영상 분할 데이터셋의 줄
============================================================

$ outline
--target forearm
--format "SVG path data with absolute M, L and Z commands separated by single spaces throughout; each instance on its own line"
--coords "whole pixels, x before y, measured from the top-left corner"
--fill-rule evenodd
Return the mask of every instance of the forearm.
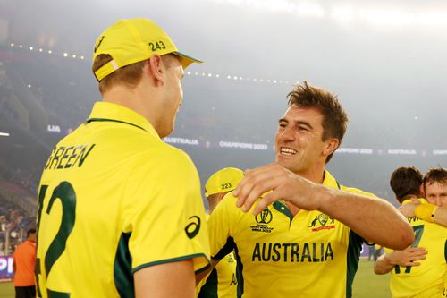
M 319 209 L 371 243 L 403 250 L 414 241 L 411 226 L 384 200 L 325 188 Z
M 196 285 L 198 285 L 202 279 L 207 277 L 207 276 L 211 272 L 211 270 L 213 270 L 213 268 L 215 267 L 215 265 L 217 265 L 219 260 L 220 260 L 211 259 L 211 264 L 207 269 L 203 270 L 202 272 L 199 272 L 199 273 L 196 273 Z
M 434 219 L 436 224 L 447 226 L 447 208 L 438 208 L 434 212 Z
M 392 270 L 394 266 L 390 260 L 389 254 L 385 253 L 380 256 L 374 264 L 374 272 L 375 274 L 387 274 Z

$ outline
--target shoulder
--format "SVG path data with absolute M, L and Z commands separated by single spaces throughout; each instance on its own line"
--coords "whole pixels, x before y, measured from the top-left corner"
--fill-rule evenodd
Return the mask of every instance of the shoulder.
M 355 188 L 355 187 L 348 187 L 348 186 L 344 186 L 344 185 L 340 185 L 340 189 L 342 191 L 344 191 L 344 192 L 361 194 L 361 195 L 364 195 L 367 197 L 373 197 L 373 198 L 376 197 L 376 195 L 372 193 L 372 192 L 365 192 L 363 190 L 360 190 L 360 189 Z

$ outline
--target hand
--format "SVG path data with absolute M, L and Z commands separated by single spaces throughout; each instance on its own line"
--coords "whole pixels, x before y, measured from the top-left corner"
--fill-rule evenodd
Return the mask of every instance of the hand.
M 423 247 L 409 247 L 403 251 L 394 251 L 388 254 L 389 262 L 399 266 L 419 266 L 420 260 L 426 259 L 428 251 Z
M 401 206 L 399 208 L 399 211 L 405 217 L 412 217 L 415 216 L 415 209 L 419 204 L 421 204 L 420 200 L 418 200 L 417 199 L 411 199 L 411 202 Z
M 268 192 L 259 200 L 253 209 L 257 215 L 271 203 L 284 200 L 296 207 L 313 210 L 319 207 L 317 191 L 325 189 L 320 184 L 314 183 L 296 174 L 273 163 L 253 170 L 247 170 L 245 177 L 239 183 L 233 192 L 238 198 L 237 207 L 242 207 L 247 212 L 253 203 L 265 192 Z

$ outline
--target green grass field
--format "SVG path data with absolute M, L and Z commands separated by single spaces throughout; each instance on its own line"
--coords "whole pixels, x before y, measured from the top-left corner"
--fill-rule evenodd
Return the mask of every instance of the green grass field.
M 373 261 L 360 260 L 354 279 L 353 298 L 390 298 L 389 275 L 377 276 L 373 272 Z M 0 298 L 14 298 L 13 284 L 0 284 Z

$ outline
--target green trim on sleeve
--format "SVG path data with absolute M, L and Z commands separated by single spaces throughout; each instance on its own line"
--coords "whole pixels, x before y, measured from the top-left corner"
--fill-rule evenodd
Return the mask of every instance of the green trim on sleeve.
M 218 280 L 215 268 L 211 271 L 205 285 L 200 288 L 198 298 L 218 298 Z
M 128 124 L 128 125 L 135 126 L 137 128 L 139 128 L 140 130 L 143 130 L 143 131 L 147 132 L 144 128 L 142 128 L 139 125 L 137 125 L 137 124 L 134 124 L 134 123 L 131 123 L 125 122 L 125 121 L 121 121 L 121 120 L 105 119 L 105 118 L 89 118 L 86 121 L 87 123 L 89 123 L 91 122 L 115 122 L 115 123 L 122 123 L 122 124 Z
M 131 233 L 122 233 L 114 263 L 114 280 L 120 297 L 135 297 L 132 274 L 132 257 L 129 251 Z
M 354 276 L 358 268 L 363 241 L 362 237 L 354 231 L 350 230 L 350 243 L 346 256 L 346 298 L 352 297 L 352 283 L 354 282 Z
M 186 255 L 186 256 L 182 256 L 182 257 L 179 257 L 179 258 L 165 259 L 165 260 L 156 260 L 154 262 L 141 264 L 141 265 L 134 268 L 132 269 L 132 273 L 135 273 L 138 270 L 140 270 L 144 268 L 154 266 L 154 265 L 166 264 L 166 263 L 176 262 L 176 261 L 183 260 L 195 259 L 195 258 L 198 258 L 198 257 L 203 257 L 208 261 L 208 265 L 207 265 L 204 268 L 208 268 L 210 265 L 209 265 L 209 259 L 207 257 L 207 255 L 205 253 L 196 253 L 196 254 L 190 254 L 190 255 Z M 204 268 L 199 268 L 196 272 L 198 272 L 199 270 L 203 270 Z

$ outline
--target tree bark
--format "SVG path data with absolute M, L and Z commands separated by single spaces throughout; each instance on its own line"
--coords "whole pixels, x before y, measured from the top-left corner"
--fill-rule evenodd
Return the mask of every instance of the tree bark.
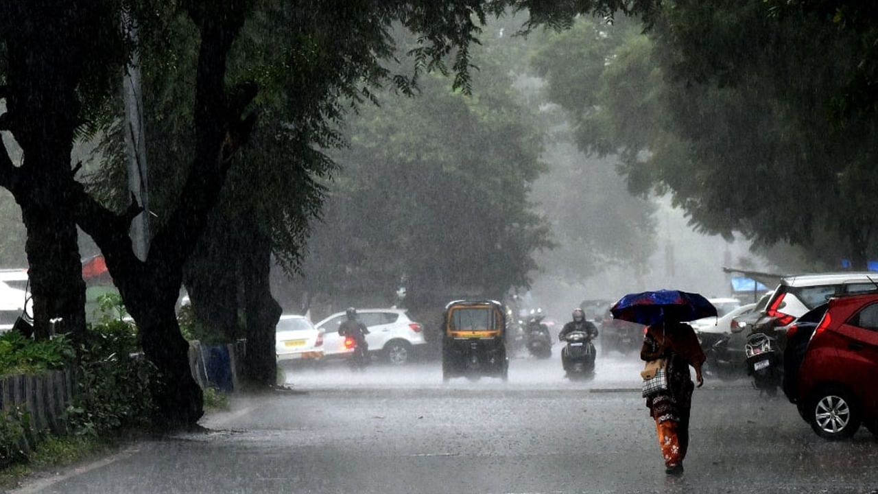
M 11 3 L 2 13 L 8 85 L 0 128 L 12 132 L 24 160 L 13 166 L 4 146 L 0 183 L 21 207 L 27 229 L 35 335 L 48 338 L 50 321 L 61 319 L 56 329 L 82 341 L 85 283 L 68 186 L 82 72 L 70 47 L 81 46 L 83 35 L 72 26 L 92 12 L 70 3 L 34 1 Z
M 238 323 L 239 261 L 228 222 L 214 215 L 186 261 L 184 283 L 198 323 L 228 340 L 241 334 Z
M 244 377 L 252 385 L 267 387 L 277 375 L 275 326 L 281 308 L 271 296 L 271 242 L 251 224 L 249 248 L 242 259 L 247 356 Z

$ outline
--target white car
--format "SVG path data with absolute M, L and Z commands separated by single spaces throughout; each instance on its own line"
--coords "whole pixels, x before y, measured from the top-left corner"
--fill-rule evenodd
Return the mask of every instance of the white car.
M 0 281 L 0 332 L 11 330 L 16 320 L 22 316 L 33 316 L 33 301 L 30 294 Z
M 284 315 L 275 326 L 277 361 L 323 357 L 323 335 L 304 316 Z
M 702 317 L 689 323 L 696 331 L 705 331 L 704 328 L 716 326 L 719 322 L 719 318 L 724 317 L 730 312 L 741 307 L 741 301 L 732 297 L 708 299 L 708 301 L 716 308 L 716 316 Z
M 698 319 L 697 321 L 692 322 L 692 327 L 695 331 L 704 332 L 704 333 L 723 333 L 730 334 L 731 331 L 731 321 L 735 317 L 739 316 L 745 316 L 757 309 L 758 305 L 755 303 L 748 303 L 746 305 L 742 305 L 738 309 L 727 313 L 720 318 L 716 317 L 705 317 L 704 319 Z M 740 331 L 734 331 L 740 332 Z
M 356 318 L 369 329 L 369 352 L 383 356 L 391 364 L 408 362 L 415 349 L 427 345 L 423 327 L 412 321 L 405 309 L 357 309 Z M 324 355 L 343 356 L 353 352 L 345 347 L 344 338 L 338 334 L 338 327 L 346 319 L 344 312 L 336 312 L 317 323 L 323 333 Z

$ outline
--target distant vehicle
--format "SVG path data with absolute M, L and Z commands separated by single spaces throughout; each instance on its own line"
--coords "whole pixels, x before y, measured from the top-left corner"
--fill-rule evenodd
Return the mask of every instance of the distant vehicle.
M 357 309 L 356 316 L 369 329 L 369 352 L 391 364 L 408 363 L 414 352 L 427 347 L 423 327 L 412 321 L 403 309 Z M 354 352 L 345 346 L 344 338 L 338 334 L 338 327 L 346 318 L 344 312 L 336 312 L 317 323 L 317 329 L 323 331 L 325 357 L 346 357 Z
M 29 320 L 32 316 L 33 301 L 30 294 L 0 282 L 0 332 L 11 330 L 18 317 Z
M 30 279 L 25 268 L 0 269 L 0 281 L 8 287 L 30 292 Z
M 732 297 L 712 298 L 708 299 L 708 301 L 716 308 L 716 316 L 702 317 L 689 323 L 696 331 L 702 331 L 702 328 L 716 326 L 720 317 L 741 307 L 741 301 Z
M 495 301 L 455 301 L 443 317 L 442 376 L 508 377 L 506 351 L 506 311 Z
M 323 335 L 304 316 L 284 315 L 275 326 L 277 361 L 317 360 L 323 356 Z
M 873 281 L 874 280 L 874 281 Z M 786 326 L 809 310 L 826 302 L 831 295 L 873 291 L 878 288 L 875 272 L 827 272 L 788 276 L 772 293 L 758 325 Z
M 732 321 L 755 312 L 758 307 L 755 303 L 742 305 L 717 319 L 715 324 L 702 325 L 696 330 L 698 341 L 707 357 L 705 375 L 720 379 L 745 375 L 746 358 L 744 346 L 747 338 L 741 328 L 732 327 Z
M 622 319 L 614 319 L 609 309 L 604 312 L 598 327 L 601 335 L 601 353 L 615 351 L 626 354 L 640 352 L 644 343 L 644 326 Z
M 798 369 L 799 413 L 817 435 L 844 439 L 860 424 L 878 435 L 878 293 L 836 295 Z

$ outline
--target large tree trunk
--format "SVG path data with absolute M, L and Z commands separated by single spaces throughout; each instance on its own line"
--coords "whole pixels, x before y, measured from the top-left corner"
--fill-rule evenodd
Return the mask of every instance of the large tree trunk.
M 60 318 L 57 329 L 81 339 L 85 284 L 68 186 L 81 69 L 70 47 L 82 44 L 74 28 L 91 12 L 70 3 L 34 1 L 12 3 L 3 14 L 8 74 L 0 128 L 12 132 L 24 163 L 15 168 L 4 149 L 2 185 L 21 206 L 27 229 L 34 329 L 46 338 L 50 320 Z
M 253 100 L 255 84 L 227 92 L 226 60 L 244 21 L 247 2 L 190 3 L 186 9 L 201 33 L 196 74 L 195 153 L 180 196 L 155 233 L 147 260 L 133 255 L 128 229 L 140 213 L 133 203 L 124 214 L 103 207 L 81 185 L 77 222 L 97 243 L 122 300 L 140 330 L 144 352 L 158 367 L 160 385 L 153 398 L 157 421 L 169 427 L 193 425 L 202 415 L 202 393 L 189 368 L 188 344 L 174 313 L 183 268 L 216 206 L 231 158 L 249 137 L 255 116 L 241 119 Z
M 107 267 L 111 272 L 129 274 L 116 284 L 137 322 L 144 354 L 162 374 L 152 383 L 154 423 L 169 428 L 191 426 L 204 414 L 204 399 L 190 369 L 189 342 L 180 334 L 174 310 L 181 275 L 144 265 L 133 255 L 108 259 Z
M 244 311 L 247 322 L 247 356 L 244 377 L 255 386 L 275 384 L 277 367 L 275 325 L 281 308 L 271 296 L 271 243 L 255 228 L 248 229 L 249 248 L 242 259 Z
M 228 339 L 240 336 L 239 262 L 231 229 L 224 217 L 214 214 L 186 261 L 184 281 L 198 323 Z

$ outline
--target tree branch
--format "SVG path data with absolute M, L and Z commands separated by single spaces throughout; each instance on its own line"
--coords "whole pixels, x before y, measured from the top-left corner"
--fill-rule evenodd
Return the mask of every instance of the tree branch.
M 0 115 L 0 119 L 6 114 Z M 23 175 L 24 171 L 12 163 L 12 158 L 9 156 L 9 149 L 6 149 L 6 143 L 0 139 L 0 186 L 12 193 L 12 195 L 18 200 L 21 192 Z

============================================================

맨 처음 줄부터 "M 392 270 L"가 들어 있는 줄까지(양 끝 포함) 다시 쓰되, "forearm"를 "upper arm"로 바꾸고 나머지는 그대로 두시오. 그림은 답에 넣지 마시오.

완성된 풀이
$ outline
--target upper arm
--format "SVG path data with absolute M, L and Z commands separated by single spaces throughout; each instance on its own line"
--coords "whole pixels, x before y, measured from the top-left corner"
--fill-rule evenodd
Return the mask of every instance of the upper arm.
M 319 209 L 371 243 L 403 250 L 414 241 L 411 226 L 384 200 L 325 188 Z
M 196 285 L 198 285 L 202 279 L 207 277 L 207 276 L 211 272 L 211 270 L 213 270 L 213 268 L 215 267 L 215 265 L 217 265 L 219 260 L 220 260 L 211 259 L 211 264 L 207 269 L 203 270 L 202 272 L 199 272 L 199 273 L 196 273 Z
M 434 219 L 436 224 L 447 226 L 447 208 L 438 208 L 434 212 Z
M 392 270 L 394 266 L 390 260 L 389 254 L 385 253 L 380 256 L 374 264 L 374 272 L 375 274 L 387 274 Z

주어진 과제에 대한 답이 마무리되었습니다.